◆ What is being asked
Please duplicate the part of the fraud analysis platform introduction between "The client wants a REST" and "merchant, cc_no, amounts.", inclusive.

◆ Reading passage
Code Monkey home page Code Monkey logo

real-time-fraud-analysis-spark's Introduction

RTFAP2 - Real-time Fraud Analysis Platform

Based on the original RTFAP at https://github.com/simonambridge/RTFAP

Improvements include: Node.js/D3 ReST interface instead of Java, enhanced producer/consumer, real time charts etc

Use Case

A large bank wants to monitor its customers creditcard transactions to detect and deter fraud attempts. They want the ability to search and group transactions by credit card, period, merchant, credit card provider, amounts, status etc.

The client wants a REST API to return:

  • Identify all transactions tagged as fraudulent in the last minute/day/month/year.
  • Identify all transactions tagged as fraudulent for a specific card.
  • Report of transactions for a merchant on a specific day.
  • Roll-up report of transactions by card and year.
  • Search capability to search the entire transaction database by merchant, cc_no, amounts.
  • The ratio of transaction success based on the first 6 digits of their credit card no.
  • The ratio of confirmed transactions against fraudulent transactions in the last minute.
  • A moving ratio of approved transactions per minute, per hour.
  • A count of approved transactions per minute, per hour.

They also want a graphic visualisation - a dashboard - of the data.

Performance SLAs:

- The client wants an assurance that the data model can handle 1,000 transactions a second with stable latencies. The client currently handles accounts for over 15000 merchants and hopes to grow to 50,000 in a year.

[Collected data entries]

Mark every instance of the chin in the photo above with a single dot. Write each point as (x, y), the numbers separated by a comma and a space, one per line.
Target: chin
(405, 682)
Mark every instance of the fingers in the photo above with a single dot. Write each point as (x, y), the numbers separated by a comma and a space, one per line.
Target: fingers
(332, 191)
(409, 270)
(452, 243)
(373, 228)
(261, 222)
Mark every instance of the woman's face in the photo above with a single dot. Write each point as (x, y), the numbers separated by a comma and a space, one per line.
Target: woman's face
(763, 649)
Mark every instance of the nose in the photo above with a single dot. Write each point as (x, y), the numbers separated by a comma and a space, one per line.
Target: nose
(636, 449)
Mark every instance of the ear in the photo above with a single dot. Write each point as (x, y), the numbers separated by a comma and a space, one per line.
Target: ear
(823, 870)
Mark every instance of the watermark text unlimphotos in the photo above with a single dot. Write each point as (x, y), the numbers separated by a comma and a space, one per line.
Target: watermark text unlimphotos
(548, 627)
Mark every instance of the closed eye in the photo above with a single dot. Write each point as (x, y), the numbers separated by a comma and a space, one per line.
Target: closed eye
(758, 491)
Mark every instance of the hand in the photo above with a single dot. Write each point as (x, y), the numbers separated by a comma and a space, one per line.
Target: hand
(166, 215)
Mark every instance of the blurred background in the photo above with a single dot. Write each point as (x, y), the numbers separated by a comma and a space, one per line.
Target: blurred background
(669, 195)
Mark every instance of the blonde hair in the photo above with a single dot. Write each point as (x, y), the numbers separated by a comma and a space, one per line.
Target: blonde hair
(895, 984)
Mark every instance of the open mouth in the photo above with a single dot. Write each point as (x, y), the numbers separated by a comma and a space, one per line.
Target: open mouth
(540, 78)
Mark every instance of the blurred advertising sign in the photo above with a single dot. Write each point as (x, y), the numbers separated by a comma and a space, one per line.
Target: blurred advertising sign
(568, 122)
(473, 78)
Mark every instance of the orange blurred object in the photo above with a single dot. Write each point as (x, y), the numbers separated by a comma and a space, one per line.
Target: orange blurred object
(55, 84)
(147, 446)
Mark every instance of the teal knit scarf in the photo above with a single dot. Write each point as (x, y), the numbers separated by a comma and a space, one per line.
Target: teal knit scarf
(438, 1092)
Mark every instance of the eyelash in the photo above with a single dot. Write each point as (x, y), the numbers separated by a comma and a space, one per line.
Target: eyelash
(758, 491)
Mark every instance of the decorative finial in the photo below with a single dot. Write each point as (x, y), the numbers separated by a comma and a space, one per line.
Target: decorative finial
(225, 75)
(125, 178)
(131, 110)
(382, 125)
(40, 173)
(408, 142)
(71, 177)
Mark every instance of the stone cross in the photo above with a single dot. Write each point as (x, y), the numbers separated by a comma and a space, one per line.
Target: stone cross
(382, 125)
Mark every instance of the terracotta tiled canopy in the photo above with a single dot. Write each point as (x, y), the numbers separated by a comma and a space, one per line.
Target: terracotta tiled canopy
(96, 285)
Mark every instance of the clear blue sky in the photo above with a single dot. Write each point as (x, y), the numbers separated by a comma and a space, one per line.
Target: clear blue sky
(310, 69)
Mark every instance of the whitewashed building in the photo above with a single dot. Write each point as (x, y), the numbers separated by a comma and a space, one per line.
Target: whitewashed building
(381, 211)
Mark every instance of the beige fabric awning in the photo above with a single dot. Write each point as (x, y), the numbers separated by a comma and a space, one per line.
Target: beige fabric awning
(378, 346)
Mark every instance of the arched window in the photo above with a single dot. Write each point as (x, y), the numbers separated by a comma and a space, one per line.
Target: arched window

◆ The completed task
The client wants a REST API to return:

  • Identify all transactions tagged as fraudulent in the last minute/day/month/year.
  • Identify all transactions tagged as fraudulent for a specific card.
  • Report of transactions for a merchant on a specific day.
  • Roll-up report of transactions by card and year.
  • Search capability to search the entire transaction database by merchant, cc_no, amounts.